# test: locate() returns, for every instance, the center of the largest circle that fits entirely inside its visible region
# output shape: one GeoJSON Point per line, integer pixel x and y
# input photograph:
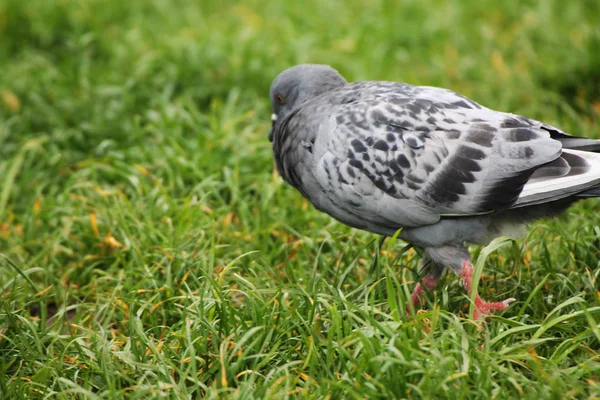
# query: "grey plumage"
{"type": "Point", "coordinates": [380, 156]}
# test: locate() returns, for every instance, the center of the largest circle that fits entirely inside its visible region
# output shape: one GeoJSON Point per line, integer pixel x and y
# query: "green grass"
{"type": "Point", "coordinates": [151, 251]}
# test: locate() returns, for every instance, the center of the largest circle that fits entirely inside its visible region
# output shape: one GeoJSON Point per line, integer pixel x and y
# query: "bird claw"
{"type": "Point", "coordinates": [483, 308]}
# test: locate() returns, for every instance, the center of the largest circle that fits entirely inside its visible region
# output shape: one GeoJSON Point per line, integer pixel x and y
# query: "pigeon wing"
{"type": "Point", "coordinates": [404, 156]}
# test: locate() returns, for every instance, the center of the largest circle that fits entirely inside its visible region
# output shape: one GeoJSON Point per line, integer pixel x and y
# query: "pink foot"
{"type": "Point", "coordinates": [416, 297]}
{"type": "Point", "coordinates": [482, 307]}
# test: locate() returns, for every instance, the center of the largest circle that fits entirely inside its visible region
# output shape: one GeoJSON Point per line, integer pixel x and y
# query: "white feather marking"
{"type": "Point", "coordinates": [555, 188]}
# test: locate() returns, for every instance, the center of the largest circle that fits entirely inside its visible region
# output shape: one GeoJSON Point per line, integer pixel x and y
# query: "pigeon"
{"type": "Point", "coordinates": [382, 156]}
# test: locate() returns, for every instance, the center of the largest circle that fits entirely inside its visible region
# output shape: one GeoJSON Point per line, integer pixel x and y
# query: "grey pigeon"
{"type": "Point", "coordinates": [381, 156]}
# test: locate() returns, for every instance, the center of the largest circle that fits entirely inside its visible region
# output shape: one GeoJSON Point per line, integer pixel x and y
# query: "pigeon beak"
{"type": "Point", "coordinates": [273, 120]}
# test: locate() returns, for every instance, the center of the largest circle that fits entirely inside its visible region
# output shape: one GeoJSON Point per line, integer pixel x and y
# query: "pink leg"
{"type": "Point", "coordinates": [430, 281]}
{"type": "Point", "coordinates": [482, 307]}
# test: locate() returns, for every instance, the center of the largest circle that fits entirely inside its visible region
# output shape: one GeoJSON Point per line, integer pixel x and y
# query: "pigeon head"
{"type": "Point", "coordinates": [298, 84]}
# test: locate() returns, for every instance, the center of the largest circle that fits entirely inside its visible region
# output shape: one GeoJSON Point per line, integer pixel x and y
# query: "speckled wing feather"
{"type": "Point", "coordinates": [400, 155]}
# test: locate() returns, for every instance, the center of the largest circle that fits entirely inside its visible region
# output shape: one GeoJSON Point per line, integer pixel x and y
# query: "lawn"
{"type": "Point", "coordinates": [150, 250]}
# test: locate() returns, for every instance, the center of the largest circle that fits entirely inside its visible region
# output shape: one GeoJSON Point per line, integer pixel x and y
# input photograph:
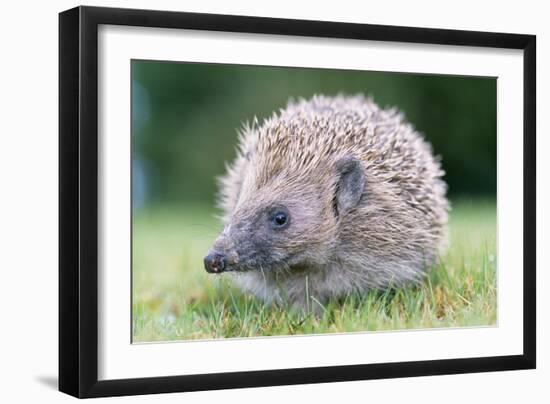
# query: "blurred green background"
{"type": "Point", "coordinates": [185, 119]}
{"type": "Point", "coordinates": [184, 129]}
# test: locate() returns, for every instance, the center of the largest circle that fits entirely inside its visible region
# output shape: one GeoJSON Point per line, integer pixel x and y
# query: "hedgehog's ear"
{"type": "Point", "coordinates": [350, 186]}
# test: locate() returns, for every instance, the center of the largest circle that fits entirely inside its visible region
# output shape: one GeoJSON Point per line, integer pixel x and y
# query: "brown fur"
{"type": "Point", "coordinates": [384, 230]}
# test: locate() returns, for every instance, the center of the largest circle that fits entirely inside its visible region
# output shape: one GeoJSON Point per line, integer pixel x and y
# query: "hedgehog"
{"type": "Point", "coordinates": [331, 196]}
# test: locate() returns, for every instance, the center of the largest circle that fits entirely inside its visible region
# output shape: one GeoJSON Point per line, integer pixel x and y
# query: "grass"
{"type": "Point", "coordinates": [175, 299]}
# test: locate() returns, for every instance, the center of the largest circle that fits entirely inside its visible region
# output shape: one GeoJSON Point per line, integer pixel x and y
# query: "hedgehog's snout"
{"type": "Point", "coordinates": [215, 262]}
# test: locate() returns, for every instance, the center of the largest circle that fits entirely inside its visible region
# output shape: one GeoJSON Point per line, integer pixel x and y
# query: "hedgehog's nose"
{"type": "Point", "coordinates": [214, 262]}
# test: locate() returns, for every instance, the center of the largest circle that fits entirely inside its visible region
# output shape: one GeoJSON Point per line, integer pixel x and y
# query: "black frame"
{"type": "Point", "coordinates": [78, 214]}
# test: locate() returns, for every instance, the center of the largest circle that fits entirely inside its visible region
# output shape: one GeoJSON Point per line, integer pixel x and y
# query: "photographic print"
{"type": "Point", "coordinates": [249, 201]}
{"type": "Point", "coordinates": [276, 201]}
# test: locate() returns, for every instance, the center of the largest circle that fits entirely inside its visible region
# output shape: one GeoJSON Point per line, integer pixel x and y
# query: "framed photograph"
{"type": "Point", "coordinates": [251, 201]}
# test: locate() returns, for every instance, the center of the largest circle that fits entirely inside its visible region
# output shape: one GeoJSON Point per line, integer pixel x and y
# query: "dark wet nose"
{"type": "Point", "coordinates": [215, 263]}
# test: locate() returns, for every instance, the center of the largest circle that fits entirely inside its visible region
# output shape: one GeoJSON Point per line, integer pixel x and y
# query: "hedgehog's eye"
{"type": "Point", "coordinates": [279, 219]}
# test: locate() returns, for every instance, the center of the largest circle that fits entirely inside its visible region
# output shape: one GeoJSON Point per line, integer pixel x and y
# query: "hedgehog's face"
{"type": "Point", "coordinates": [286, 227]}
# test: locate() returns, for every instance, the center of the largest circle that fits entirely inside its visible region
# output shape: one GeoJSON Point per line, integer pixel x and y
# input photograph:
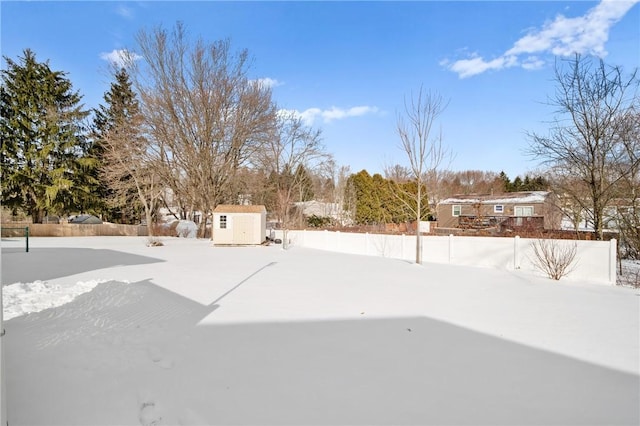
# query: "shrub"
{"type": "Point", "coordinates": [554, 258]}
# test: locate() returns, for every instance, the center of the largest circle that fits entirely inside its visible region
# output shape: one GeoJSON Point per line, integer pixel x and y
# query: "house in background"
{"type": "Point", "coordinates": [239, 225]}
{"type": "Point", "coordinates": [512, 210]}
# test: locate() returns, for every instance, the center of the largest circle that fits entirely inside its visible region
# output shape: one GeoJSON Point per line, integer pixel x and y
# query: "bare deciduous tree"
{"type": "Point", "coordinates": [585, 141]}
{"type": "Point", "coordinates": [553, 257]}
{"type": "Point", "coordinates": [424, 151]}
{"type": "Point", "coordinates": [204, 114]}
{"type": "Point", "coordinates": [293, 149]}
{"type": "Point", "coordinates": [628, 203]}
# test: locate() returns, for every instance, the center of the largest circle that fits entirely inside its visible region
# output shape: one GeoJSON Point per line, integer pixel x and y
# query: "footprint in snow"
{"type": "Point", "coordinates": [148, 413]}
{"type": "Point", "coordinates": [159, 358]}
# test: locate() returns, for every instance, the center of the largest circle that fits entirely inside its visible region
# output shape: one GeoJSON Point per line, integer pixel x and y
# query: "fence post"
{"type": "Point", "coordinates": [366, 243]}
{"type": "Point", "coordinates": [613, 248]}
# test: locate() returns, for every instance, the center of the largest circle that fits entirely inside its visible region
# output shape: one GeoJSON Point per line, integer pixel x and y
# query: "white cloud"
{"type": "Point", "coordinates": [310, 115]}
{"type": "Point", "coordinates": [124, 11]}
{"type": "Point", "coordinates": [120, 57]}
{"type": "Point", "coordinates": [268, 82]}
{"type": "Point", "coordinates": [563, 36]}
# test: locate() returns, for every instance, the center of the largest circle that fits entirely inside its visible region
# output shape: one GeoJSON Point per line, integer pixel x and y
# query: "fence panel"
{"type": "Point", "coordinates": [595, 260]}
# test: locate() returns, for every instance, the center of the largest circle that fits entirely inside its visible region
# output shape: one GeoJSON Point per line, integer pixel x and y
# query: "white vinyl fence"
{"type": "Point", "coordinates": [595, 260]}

--*--

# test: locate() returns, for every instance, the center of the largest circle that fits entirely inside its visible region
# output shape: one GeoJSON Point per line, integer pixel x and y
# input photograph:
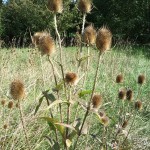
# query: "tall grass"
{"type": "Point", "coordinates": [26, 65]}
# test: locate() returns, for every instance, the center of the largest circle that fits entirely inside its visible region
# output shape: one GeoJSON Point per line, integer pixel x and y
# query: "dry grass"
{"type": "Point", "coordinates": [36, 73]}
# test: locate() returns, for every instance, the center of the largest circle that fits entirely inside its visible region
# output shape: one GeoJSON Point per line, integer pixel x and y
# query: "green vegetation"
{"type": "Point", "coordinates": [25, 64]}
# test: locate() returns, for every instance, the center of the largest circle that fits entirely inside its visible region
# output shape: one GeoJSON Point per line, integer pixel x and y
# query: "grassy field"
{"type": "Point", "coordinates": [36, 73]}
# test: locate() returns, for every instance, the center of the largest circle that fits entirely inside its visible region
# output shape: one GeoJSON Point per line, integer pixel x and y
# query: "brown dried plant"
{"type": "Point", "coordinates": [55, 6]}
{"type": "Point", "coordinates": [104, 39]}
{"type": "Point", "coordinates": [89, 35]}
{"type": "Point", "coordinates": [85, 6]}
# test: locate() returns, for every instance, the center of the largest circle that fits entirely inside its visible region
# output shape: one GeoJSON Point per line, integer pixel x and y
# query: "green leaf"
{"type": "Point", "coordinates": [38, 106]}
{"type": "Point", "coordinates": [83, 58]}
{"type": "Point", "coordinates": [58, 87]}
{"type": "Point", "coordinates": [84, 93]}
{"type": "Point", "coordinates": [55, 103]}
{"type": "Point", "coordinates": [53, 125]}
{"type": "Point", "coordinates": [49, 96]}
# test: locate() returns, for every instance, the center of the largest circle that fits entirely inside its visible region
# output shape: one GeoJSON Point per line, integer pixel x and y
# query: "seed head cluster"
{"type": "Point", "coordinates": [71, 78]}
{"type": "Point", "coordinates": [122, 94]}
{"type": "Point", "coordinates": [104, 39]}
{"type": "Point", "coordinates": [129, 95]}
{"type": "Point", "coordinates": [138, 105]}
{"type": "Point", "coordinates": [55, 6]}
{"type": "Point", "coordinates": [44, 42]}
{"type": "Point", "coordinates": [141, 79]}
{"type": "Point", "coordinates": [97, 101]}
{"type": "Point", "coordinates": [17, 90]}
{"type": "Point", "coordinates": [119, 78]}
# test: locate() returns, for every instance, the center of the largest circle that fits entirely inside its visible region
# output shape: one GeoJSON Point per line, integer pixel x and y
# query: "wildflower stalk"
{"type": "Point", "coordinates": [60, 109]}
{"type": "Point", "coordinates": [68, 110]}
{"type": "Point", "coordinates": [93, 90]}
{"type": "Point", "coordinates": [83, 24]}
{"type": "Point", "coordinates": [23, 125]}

--*--

How many lines in the entries above contain the word "brown"? Reply with the number alone.

2